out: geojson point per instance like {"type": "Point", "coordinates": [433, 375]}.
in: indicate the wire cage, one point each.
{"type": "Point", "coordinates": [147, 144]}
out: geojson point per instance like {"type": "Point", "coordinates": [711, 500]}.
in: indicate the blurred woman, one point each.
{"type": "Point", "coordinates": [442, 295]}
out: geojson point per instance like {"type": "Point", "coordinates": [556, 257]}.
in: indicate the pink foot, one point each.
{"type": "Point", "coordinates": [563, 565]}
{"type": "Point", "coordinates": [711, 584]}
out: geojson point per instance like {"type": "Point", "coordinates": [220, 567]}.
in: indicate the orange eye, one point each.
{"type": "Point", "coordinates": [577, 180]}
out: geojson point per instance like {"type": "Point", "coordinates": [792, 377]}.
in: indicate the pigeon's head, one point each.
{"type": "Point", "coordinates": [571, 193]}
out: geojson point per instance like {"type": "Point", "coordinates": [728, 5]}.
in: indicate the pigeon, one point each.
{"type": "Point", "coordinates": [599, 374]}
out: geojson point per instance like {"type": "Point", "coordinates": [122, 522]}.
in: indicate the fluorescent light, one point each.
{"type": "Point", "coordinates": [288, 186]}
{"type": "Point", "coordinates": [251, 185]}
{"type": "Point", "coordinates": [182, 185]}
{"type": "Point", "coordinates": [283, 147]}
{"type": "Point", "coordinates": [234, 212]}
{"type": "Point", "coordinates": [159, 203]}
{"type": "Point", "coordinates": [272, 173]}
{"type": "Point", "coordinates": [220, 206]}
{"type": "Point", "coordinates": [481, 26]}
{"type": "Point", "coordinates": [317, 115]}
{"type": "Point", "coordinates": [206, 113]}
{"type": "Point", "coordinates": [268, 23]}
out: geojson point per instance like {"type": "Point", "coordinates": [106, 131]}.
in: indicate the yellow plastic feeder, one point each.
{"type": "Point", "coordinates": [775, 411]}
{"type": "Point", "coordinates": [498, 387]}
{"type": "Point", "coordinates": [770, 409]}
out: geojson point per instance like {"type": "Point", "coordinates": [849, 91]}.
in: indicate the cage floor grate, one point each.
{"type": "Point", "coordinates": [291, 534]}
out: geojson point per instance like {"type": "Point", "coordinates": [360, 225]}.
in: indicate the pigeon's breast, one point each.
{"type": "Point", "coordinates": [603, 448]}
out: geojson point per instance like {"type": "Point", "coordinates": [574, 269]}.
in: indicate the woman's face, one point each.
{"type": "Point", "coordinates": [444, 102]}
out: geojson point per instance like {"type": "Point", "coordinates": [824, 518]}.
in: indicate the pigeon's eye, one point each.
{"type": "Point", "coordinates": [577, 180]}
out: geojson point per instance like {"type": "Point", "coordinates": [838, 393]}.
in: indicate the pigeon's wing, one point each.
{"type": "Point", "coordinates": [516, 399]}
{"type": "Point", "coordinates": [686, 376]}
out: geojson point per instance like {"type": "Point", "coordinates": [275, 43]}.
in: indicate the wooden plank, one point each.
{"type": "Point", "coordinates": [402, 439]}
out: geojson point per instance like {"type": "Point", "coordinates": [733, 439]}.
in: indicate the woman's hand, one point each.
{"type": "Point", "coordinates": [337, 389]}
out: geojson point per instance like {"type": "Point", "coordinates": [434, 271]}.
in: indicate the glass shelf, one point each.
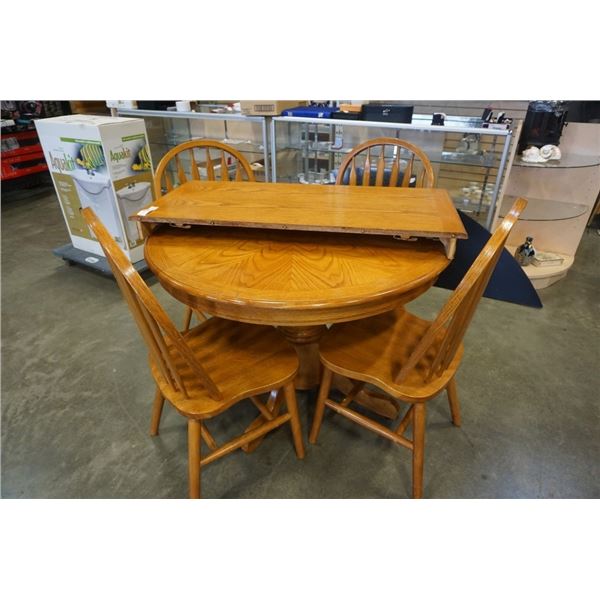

-.-.-

**EXERCISE**: I need the lines from the one containing "in: indicate the pigeon's eye, one" through the end of the records retyped exactly, with the pictures left out.

**TASK ANSWER**:
in: indicate the pigeon's eye, one point each.
{"type": "Point", "coordinates": [577, 180]}
out: geojson point per instance like {"type": "Point", "coordinates": [838, 393]}.
in: indicate the pigeon's wing, one point each.
{"type": "Point", "coordinates": [516, 399]}
{"type": "Point", "coordinates": [686, 376]}
out: geojson point per instance like {"type": "Point", "coordinates": [275, 43]}.
in: indicate the wooden plank, one point each.
{"type": "Point", "coordinates": [402, 439]}
out: geojson point per instance like {"type": "Point", "coordinates": [733, 439]}.
in: indicate the woman's hand, one point each.
{"type": "Point", "coordinates": [337, 389]}
out: geojson point per instance like {"type": "Point", "coordinates": [434, 271]}.
in: indicate the glass shelf, one point each.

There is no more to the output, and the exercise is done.